[Задание A]: Посчитайте строки записей, в которых встречается слово "small". В ответе укажите только число.

[Текст для чтения]:
····················

До входа в тень оставалось немного времени, а сеансов управления через наземные измерительные пункты было мало, времени для наземной отработки команд не оставалось, пришлось сразу отправлять команды на борт. Основная задача была – объединить энергосистемы модуля и МКС. И вот в последней зоне связи на последнем сеансе нам удалось обойти режим отсутствия сцепки. Это было лихо: правой рукой левое ухо почесать – электрически объединить модуль со станцией, хотя «Наука» понимала, что механически она разъединена.
Ночью уже начали разбираться, как «мозги» «Науки» поправить, чтобы она понимала, что она находится в сцепке. Сейчас-то мы горя не знаем, у нас все вычислительные машины объединены, для связи используется спутниковый контур управления.
– То есть проблема была не в каком-то датчике, который не показывал, что есть стыковка?
– Проблема заключалась в сложном программном обеспечении, в котором была допущена ошибка. В наших наземных моделях ее нельзя было выловить.
– После включения двигателя «Науки» и разворота МКС американские коллеги перепугались. Насколько обоснованным был их испуг? Насколько понимаю, наибольшая опасность была для приводов солнечных батарей, зубцы которых могли повредиться от нагрузки при незапланированном маневре.
– Через час после случившегося я разговаривал со своим коллегой Джоэлом Монталбано – руководителем программы МКС в НАСА, которого знаю с 1993 года. Спрашивал его насчет солнечных батарей. Он меня успокоил, что воздействие было в два раза меньше, чем предельное. Он сам и его команда управления полетами полагают, что ничего ужасного не произошло. Ну развернулось, ну и что?
– То есть никаких претензий к нашей стороне нет?
– Инженерный состав моего уровня и ниже никогда ничего не выдвигал.

····················

Точечная разметка фотографий

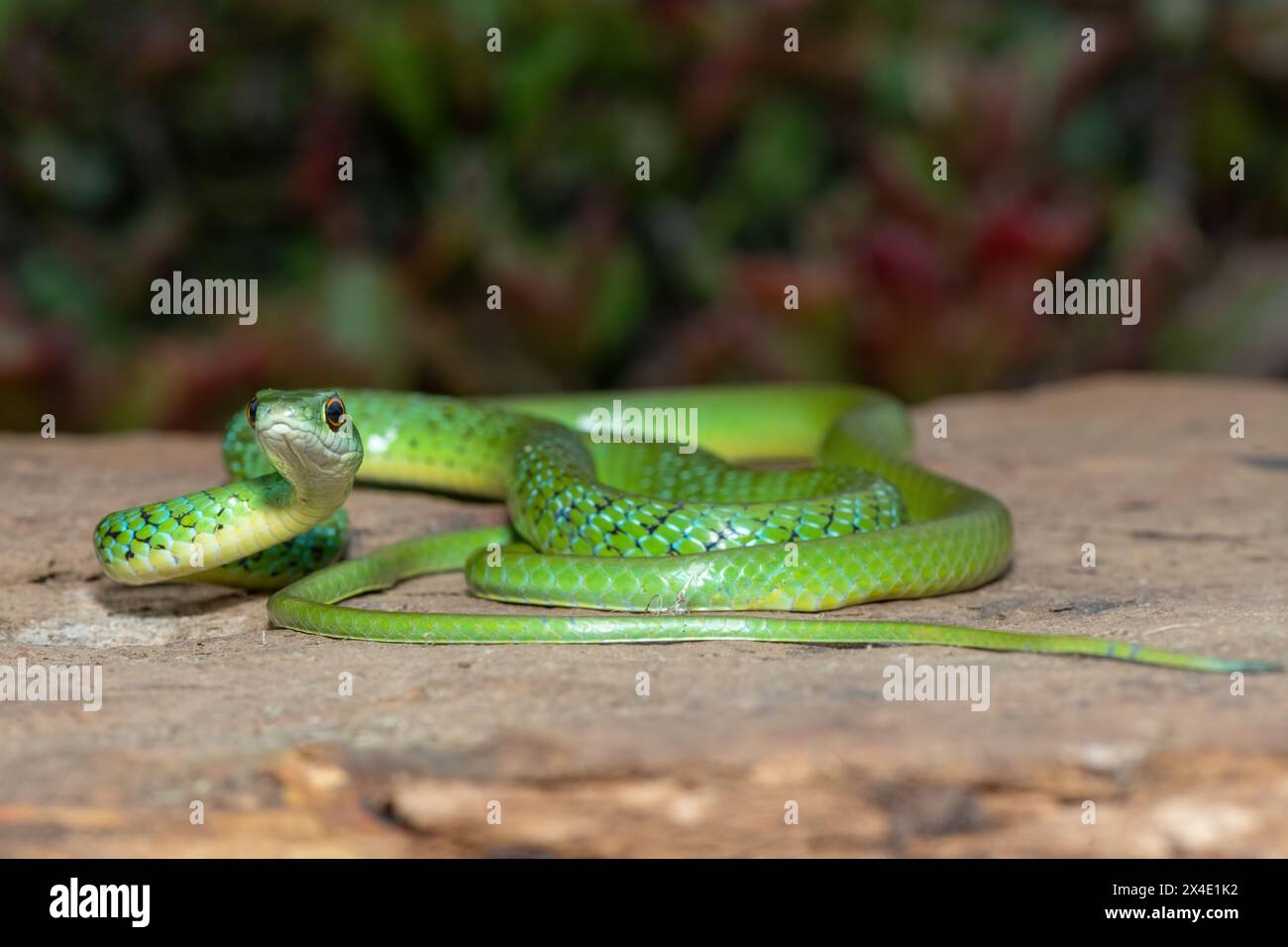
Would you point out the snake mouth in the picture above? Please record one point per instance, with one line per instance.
(300, 449)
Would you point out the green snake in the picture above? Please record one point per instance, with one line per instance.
(671, 543)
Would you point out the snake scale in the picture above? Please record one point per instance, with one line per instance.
(666, 547)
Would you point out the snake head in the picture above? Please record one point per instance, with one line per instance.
(308, 437)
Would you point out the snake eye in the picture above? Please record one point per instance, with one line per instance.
(334, 412)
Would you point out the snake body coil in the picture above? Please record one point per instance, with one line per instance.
(618, 527)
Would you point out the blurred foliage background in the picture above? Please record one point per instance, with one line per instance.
(518, 169)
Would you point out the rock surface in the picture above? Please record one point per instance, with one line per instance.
(204, 703)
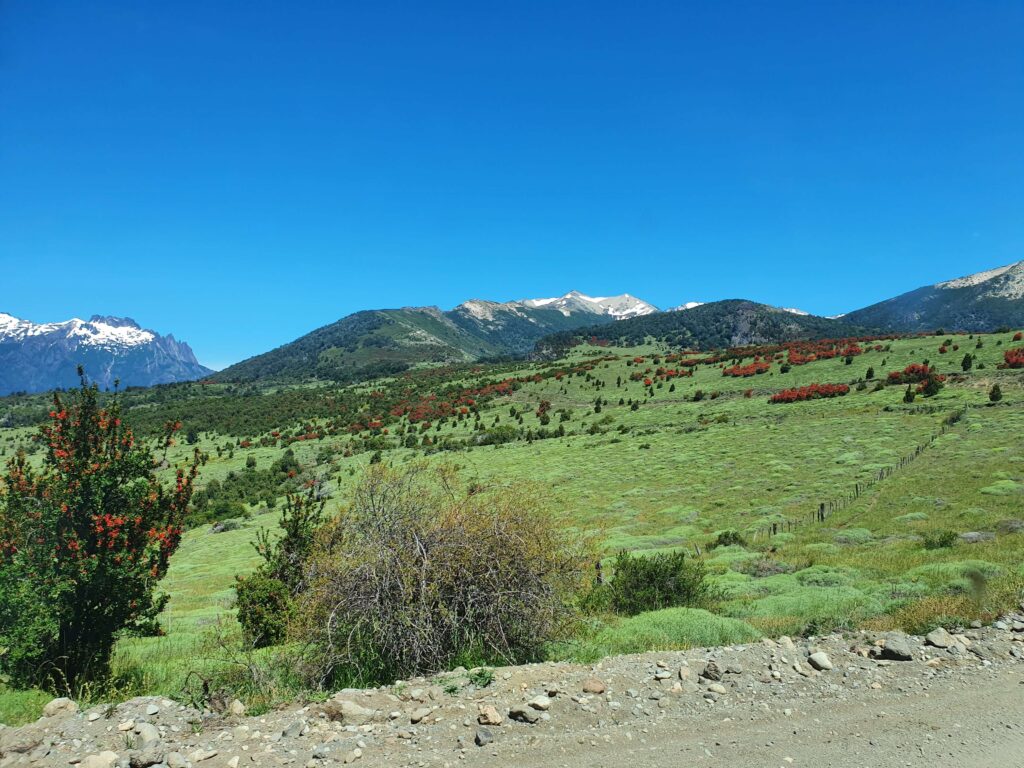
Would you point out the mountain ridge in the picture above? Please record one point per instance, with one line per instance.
(37, 356)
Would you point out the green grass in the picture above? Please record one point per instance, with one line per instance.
(671, 629)
(676, 472)
(17, 707)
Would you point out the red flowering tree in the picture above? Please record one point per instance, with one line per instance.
(1014, 357)
(83, 542)
(810, 392)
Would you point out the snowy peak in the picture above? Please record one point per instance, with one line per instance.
(36, 356)
(1003, 282)
(620, 307)
(99, 331)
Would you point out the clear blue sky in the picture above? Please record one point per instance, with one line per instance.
(240, 173)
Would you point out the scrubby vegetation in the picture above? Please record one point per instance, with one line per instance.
(830, 512)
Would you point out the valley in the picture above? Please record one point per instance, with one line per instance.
(922, 500)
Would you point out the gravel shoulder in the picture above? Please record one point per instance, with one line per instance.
(862, 699)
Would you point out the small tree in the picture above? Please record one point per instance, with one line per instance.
(83, 542)
(422, 571)
(663, 580)
(264, 597)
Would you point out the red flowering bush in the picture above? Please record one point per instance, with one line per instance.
(1014, 357)
(753, 369)
(83, 542)
(912, 374)
(810, 392)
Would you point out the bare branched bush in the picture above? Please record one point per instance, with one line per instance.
(422, 571)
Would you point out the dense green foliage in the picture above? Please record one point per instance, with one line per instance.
(422, 571)
(265, 597)
(662, 580)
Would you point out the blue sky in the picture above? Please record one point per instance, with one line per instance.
(240, 173)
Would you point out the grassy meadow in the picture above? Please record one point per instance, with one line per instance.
(668, 470)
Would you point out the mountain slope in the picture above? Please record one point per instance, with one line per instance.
(719, 324)
(982, 301)
(385, 341)
(39, 356)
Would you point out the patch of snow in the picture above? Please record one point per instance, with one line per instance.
(479, 309)
(619, 307)
(977, 278)
(108, 332)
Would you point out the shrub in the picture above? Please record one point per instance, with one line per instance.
(810, 392)
(662, 580)
(418, 573)
(940, 540)
(264, 598)
(83, 542)
(729, 539)
(263, 604)
(1014, 357)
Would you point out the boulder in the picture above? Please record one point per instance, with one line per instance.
(489, 716)
(58, 707)
(523, 714)
(347, 712)
(897, 648)
(939, 638)
(819, 660)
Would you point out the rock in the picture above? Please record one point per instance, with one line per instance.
(349, 713)
(523, 714)
(148, 735)
(819, 660)
(896, 648)
(102, 760)
(483, 737)
(489, 716)
(145, 758)
(58, 707)
(19, 740)
(419, 714)
(712, 672)
(542, 702)
(939, 638)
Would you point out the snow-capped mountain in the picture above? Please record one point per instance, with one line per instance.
(620, 307)
(37, 356)
(982, 301)
(361, 343)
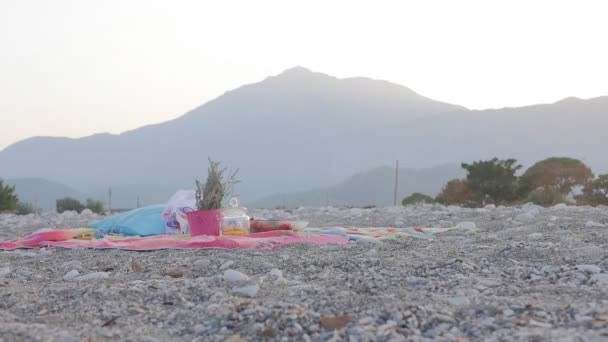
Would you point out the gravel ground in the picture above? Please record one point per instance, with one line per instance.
(525, 273)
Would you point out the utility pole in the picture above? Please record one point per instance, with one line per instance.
(110, 200)
(396, 182)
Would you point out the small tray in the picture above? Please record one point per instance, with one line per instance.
(259, 226)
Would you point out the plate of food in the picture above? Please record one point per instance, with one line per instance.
(258, 226)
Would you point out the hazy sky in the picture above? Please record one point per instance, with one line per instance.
(73, 68)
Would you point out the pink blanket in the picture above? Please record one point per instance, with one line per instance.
(83, 238)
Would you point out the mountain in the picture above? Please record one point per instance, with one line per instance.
(303, 130)
(375, 187)
(42, 193)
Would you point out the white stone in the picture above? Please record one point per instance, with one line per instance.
(560, 206)
(201, 264)
(87, 212)
(466, 225)
(72, 264)
(232, 275)
(71, 275)
(589, 224)
(459, 300)
(250, 290)
(591, 269)
(276, 273)
(4, 271)
(226, 265)
(92, 276)
(600, 278)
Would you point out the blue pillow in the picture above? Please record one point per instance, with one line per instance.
(144, 221)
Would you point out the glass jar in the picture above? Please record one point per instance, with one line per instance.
(236, 221)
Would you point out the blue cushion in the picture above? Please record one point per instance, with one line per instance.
(144, 221)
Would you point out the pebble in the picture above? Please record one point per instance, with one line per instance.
(92, 276)
(591, 269)
(226, 265)
(71, 275)
(600, 278)
(249, 290)
(265, 265)
(23, 274)
(174, 272)
(201, 264)
(508, 312)
(466, 225)
(4, 271)
(72, 264)
(276, 273)
(459, 300)
(232, 275)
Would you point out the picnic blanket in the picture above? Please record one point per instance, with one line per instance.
(91, 238)
(86, 238)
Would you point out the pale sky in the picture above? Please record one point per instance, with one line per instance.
(74, 68)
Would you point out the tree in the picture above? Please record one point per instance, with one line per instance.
(8, 198)
(545, 197)
(417, 198)
(95, 206)
(68, 203)
(24, 208)
(595, 192)
(492, 181)
(455, 192)
(561, 174)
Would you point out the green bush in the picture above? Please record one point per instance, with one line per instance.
(24, 208)
(95, 206)
(417, 198)
(546, 197)
(455, 192)
(595, 192)
(8, 198)
(68, 203)
(492, 181)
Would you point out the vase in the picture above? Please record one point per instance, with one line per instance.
(205, 222)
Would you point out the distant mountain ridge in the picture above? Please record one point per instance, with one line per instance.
(302, 130)
(42, 193)
(373, 187)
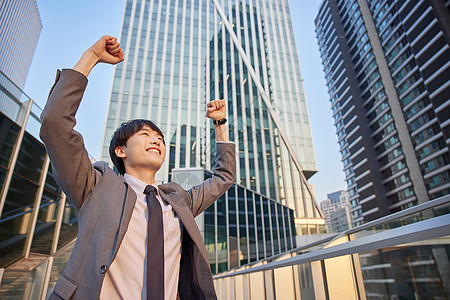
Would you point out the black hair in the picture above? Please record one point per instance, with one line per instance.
(121, 136)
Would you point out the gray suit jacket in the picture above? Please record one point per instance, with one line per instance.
(104, 202)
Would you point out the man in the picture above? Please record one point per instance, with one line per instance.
(136, 240)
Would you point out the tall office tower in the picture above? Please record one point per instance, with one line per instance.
(180, 54)
(336, 210)
(20, 27)
(386, 64)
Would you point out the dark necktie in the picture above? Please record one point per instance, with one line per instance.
(155, 247)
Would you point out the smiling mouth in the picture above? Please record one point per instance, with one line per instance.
(154, 150)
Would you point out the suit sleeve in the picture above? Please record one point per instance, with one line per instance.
(205, 194)
(71, 165)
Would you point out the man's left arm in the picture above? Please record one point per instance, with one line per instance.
(203, 195)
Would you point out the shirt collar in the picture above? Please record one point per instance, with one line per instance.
(138, 185)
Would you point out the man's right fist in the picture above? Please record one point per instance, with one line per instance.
(107, 50)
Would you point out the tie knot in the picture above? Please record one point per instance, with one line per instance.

····················

[Задание B]: Выпишите из интервью о модуле «Наука» все предложения, которые заканчиваются вопросительным знаком, каждое с новой строки.

[Результат выполнения A]: 2

[Результат выполнения B]:
То есть проблема была не в каком-то датчике, который не показывал, что есть стыковка?
Насколько обоснованным был их испуг?
Ну развернулось, ну и что?
То есть никаких претензий к нашей стороне нет?